● **YOUR TASK**: If an entry below contains an image, drop the image and retype the rest exactly.

● **LISTED RECORDS**:
################
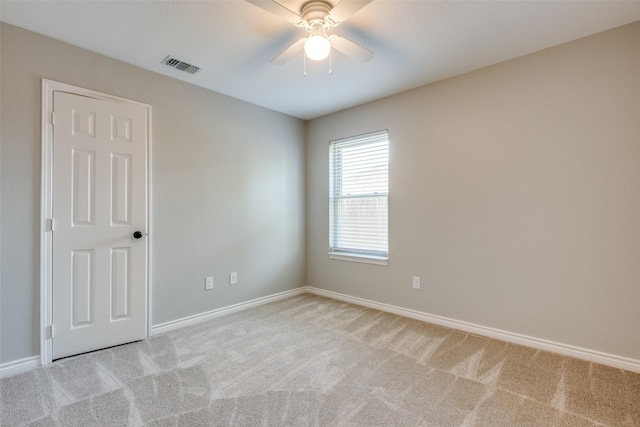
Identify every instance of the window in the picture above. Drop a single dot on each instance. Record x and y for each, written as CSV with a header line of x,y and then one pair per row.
x,y
358,198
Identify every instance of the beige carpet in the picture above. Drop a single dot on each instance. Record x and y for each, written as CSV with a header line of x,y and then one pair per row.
x,y
309,360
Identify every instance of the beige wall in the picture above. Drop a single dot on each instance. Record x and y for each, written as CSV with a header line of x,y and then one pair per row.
x,y
514,194
228,187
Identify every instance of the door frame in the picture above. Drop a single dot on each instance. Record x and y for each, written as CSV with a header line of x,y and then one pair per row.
x,y
47,225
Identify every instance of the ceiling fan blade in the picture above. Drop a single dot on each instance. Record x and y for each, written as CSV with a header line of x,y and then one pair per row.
x,y
278,10
289,52
351,49
345,9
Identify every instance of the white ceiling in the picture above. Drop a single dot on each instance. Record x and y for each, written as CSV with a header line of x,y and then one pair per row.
x,y
415,42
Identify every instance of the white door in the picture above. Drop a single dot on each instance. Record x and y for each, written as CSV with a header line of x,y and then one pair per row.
x,y
99,203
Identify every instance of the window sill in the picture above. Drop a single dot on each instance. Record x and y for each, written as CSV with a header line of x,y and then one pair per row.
x,y
367,259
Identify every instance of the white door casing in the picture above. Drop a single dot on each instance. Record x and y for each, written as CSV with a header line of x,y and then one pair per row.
x,y
98,279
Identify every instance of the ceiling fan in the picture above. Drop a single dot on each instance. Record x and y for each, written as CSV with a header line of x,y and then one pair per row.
x,y
318,16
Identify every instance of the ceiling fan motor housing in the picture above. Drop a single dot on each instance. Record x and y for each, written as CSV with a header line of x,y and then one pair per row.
x,y
315,12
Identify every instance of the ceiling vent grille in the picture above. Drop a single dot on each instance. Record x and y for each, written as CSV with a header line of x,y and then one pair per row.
x,y
180,65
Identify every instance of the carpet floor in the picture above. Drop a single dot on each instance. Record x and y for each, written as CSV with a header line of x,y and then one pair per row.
x,y
313,361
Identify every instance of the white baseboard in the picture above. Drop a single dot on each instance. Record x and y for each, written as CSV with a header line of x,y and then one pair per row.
################
● **FINAL ANSWER**:
Identify every instance of the window in the picture above. Drop a single dot on each instance. Record x and y for each, written as CSV with a header line of x,y and then one pair per row.
x,y
358,198
Identify every instance of the beige carpet in the picture above. Drop a single dot on each instance. Record x and y for each, written as CSV with a header line of x,y and then one pair per row.
x,y
309,360
Identify every instance of the beige wall in the picture above. Drop a single dot on each instance. Record x and y for each, written as CSV with a header line of x,y and then one pair per row.
x,y
514,194
228,187
Identify every instance of the door frame in the picture above. Drop a single dot on each instance. Record x and y for each, written as CSV with a header line of x,y and then one pair per row.
x,y
47,225
Identify every instance of the ceiling fan blade in the picture above. Drop a single dot on each instance. Record x and y for each, written as CSV with a header line of x,y and then one pair per row.
x,y
278,10
289,52
351,49
345,9
Identify every instance of the white ceiling in the picture above. Drop a single dot on each instance. Record x and y for each, written as CSV with a header line of x,y and then one pair per row.
x,y
415,42
Identify every instance of the white door in the picture above. Drop a single dot on each instance. Record x and y for each, written as CSV with a header line of x,y and then one pair per row.
x,y
99,203
Identify every instance of the window sill in the picture above. Drop a single dot on each instance. Record x and y for each, written as CSV with a header line of x,y and then one pair per row.
x,y
367,259
Identify every instance of the white door casing in the picture above. Drop a single dot on each instance. Record x and y for each, written as CSV with a header line of x,y and then one pair per row.
x,y
98,279
Identify every instance of the ceiling fan in the picture above. Drop a single dot on each instance. Record x and y for each, written as CSV with a header line of x,y and then one pair per row.
x,y
318,16
Identify every instance of the ceiling fan motor housing in the picture above. Drop a single dot on each instance. Record x and y for each, written as CSV with a header line of x,y and then one pair per row.
x,y
315,12
Identify every instance of the ceiling vent grille in the picture above. Drop a single dot on each instance. Record x and y for each, written as CSV with a header line of x,y and then one pair per row.
x,y
180,65
Identify every instance of the carpet floor in the picture above. Drop a single dot on each instance. Record x and y for each, written as CSV with a header line of x,y and then one pair per row.
x,y
313,361
Identify every instance of the white baseboard in the picture above. Drop a single dot on each instance. Record x and y for each, written as CSV with a header line of x,y and then one pair per row.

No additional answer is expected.